(Beginning of Study material)

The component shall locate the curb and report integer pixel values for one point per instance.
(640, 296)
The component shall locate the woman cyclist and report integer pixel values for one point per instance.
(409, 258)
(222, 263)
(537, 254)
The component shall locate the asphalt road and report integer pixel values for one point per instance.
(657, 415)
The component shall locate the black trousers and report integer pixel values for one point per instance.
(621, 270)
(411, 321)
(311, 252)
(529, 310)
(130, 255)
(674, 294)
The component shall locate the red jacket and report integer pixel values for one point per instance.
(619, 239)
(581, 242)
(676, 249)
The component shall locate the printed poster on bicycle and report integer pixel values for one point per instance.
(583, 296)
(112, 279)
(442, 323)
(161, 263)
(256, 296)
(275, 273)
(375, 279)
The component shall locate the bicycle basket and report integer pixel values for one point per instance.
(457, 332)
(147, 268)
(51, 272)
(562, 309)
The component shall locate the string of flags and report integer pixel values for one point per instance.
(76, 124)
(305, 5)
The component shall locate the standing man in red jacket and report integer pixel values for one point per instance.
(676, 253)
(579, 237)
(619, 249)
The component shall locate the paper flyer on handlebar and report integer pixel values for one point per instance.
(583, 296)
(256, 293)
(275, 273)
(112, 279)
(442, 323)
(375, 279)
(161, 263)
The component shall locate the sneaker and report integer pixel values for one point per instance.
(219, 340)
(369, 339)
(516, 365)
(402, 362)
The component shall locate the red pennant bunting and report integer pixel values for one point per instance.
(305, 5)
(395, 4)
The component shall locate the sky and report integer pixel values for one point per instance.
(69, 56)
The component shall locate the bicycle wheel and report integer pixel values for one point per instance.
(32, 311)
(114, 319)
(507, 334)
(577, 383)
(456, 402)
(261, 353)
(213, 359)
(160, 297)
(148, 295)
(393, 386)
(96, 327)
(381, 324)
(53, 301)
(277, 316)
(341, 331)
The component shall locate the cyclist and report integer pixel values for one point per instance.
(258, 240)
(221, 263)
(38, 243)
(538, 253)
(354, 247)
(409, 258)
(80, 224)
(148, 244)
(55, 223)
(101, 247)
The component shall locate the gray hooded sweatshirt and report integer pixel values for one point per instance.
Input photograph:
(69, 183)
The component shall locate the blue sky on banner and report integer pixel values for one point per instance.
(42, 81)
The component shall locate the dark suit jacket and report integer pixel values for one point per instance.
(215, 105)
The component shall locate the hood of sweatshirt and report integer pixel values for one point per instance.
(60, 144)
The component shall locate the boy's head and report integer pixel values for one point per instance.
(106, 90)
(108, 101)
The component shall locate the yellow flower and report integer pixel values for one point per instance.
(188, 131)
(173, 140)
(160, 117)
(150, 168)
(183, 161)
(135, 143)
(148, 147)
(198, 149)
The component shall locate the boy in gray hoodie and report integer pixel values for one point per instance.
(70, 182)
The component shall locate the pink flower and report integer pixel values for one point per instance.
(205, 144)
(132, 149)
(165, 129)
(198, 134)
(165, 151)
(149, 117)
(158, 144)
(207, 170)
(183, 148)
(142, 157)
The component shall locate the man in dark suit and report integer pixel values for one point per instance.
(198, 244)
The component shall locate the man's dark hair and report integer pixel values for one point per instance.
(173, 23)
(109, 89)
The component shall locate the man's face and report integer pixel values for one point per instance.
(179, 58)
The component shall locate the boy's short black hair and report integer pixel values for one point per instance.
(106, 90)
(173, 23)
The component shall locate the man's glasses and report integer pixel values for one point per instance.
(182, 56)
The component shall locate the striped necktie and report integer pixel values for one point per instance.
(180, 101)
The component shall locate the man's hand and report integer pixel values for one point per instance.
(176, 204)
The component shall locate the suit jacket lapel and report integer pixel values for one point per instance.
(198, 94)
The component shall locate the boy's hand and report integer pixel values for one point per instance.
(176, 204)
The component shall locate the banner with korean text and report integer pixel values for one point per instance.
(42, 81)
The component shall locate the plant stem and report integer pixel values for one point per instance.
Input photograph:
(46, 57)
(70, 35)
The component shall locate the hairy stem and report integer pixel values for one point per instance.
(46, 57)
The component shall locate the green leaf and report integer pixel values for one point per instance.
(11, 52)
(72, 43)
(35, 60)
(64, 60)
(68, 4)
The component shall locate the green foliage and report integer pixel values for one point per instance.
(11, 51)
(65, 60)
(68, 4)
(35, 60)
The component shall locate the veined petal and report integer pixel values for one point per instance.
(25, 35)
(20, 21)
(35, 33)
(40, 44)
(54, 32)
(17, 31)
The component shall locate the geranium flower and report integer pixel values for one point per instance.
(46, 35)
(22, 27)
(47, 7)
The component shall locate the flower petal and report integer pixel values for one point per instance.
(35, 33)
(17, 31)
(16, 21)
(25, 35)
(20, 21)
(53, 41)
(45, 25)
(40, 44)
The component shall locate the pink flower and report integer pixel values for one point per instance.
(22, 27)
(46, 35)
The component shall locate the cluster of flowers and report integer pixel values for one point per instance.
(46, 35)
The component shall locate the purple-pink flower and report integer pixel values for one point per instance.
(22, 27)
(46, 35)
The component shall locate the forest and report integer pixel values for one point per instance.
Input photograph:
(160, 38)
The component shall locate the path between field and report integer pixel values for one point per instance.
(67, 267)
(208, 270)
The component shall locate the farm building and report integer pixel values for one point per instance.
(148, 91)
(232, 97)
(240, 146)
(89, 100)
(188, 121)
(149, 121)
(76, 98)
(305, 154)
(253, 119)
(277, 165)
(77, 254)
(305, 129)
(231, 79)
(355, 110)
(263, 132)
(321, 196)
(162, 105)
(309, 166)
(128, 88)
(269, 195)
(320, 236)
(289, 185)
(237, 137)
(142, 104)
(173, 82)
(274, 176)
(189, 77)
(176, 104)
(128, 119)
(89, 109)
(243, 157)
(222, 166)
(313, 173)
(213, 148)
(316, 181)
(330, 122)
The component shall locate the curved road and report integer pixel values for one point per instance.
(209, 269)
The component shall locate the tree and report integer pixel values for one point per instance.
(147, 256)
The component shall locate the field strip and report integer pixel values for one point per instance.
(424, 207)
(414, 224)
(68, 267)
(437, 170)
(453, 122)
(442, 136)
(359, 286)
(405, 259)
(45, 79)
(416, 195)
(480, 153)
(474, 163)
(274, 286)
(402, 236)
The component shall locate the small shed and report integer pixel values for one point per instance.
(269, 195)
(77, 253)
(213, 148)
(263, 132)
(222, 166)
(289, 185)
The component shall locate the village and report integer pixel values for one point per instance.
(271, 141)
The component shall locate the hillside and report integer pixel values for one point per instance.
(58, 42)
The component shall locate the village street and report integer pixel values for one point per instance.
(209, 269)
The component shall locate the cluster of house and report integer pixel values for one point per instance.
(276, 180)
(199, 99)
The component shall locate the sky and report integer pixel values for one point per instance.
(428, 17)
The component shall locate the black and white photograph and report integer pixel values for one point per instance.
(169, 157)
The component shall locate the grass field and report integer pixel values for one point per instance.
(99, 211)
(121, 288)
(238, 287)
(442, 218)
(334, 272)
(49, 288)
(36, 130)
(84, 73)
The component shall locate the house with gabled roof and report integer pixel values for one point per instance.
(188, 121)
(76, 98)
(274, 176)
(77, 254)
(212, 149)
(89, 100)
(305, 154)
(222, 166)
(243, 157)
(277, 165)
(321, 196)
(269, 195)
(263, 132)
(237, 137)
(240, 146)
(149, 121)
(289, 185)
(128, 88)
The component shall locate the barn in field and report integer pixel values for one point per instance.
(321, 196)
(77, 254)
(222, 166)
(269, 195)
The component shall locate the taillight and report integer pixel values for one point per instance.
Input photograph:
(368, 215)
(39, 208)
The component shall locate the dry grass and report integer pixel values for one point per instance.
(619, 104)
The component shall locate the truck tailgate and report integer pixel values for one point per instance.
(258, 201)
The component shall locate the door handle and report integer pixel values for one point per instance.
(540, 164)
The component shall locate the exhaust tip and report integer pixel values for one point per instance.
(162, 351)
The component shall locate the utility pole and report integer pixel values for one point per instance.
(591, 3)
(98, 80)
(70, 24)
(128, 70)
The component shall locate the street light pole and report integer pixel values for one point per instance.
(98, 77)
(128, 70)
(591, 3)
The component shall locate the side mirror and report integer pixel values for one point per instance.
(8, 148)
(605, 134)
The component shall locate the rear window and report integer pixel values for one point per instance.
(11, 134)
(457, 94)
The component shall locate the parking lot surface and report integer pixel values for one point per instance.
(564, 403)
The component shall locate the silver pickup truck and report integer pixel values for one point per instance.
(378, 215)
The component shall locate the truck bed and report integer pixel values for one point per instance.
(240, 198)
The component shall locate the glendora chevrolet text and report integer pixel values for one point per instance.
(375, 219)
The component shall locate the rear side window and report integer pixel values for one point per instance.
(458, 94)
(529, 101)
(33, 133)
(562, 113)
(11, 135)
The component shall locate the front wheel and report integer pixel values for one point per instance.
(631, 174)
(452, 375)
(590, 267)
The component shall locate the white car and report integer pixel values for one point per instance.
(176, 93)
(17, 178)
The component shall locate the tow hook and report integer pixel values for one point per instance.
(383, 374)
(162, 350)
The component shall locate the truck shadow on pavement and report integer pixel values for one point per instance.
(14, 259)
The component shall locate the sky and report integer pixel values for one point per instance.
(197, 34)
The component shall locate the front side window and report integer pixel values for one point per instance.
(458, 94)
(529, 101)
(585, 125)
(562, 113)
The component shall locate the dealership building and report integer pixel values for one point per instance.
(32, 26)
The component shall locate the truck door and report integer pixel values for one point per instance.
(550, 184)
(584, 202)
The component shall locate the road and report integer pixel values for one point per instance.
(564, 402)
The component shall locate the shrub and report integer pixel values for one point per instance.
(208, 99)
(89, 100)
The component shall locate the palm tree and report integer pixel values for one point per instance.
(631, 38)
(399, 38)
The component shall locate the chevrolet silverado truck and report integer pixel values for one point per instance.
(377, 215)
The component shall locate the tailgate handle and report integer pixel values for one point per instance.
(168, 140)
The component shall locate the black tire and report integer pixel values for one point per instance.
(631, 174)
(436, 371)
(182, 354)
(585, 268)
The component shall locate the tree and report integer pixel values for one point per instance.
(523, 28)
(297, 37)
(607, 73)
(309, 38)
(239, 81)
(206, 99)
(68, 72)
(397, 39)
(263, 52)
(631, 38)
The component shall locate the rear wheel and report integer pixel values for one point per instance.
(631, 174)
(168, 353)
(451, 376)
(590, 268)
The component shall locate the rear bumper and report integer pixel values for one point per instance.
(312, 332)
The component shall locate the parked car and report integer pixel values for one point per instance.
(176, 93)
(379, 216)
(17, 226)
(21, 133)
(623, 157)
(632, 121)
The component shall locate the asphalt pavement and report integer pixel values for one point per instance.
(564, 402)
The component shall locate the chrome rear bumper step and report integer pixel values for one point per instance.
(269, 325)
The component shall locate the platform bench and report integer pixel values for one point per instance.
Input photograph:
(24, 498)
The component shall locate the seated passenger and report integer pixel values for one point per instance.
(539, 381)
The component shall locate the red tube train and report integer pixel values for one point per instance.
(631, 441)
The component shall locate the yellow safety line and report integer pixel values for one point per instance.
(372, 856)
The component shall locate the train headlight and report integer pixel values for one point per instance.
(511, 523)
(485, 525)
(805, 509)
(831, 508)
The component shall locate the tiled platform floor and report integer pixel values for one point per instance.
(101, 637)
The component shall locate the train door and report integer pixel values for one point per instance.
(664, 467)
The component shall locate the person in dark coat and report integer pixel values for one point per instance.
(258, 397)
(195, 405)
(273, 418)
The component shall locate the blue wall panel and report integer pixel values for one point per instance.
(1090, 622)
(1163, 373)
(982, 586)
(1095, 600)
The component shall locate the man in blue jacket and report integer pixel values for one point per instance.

(End of Study material)

● Problem requirements:
Exact copies of the lines from the one containing "The component shall locate the seated" through the final line of the records are all the answer should hold.

● Result of the exercise:
The component shall locate the seated passenger and report integer pixel values for one point per instance.
(539, 381)
The component shall locate the red tube train and report integer pixel values for one point per instance.
(631, 441)
The component shall locate the yellow safety line and report integer pixel values for one point per instance.
(372, 856)
The component shall locate the train headlight and report integer pixel values for one point per instance.
(511, 523)
(485, 525)
(805, 509)
(831, 508)
The component shall locate the tiled platform floor and report integer pixel values for one point per instance.
(101, 637)
The component shall locate the train door and report integer pixel values for one point per instance.
(664, 467)
The component shall locate the person in dark coat and report integer pixel values for one point per instance.
(258, 397)
(195, 405)
(273, 418)
The component shall locate the blue wall panel and report integer pixel values for one point per instance.
(1090, 622)
(1163, 373)
(982, 586)
(1095, 600)
The component shall locate the man in blue jacket and report integer pixel values for one point per instance.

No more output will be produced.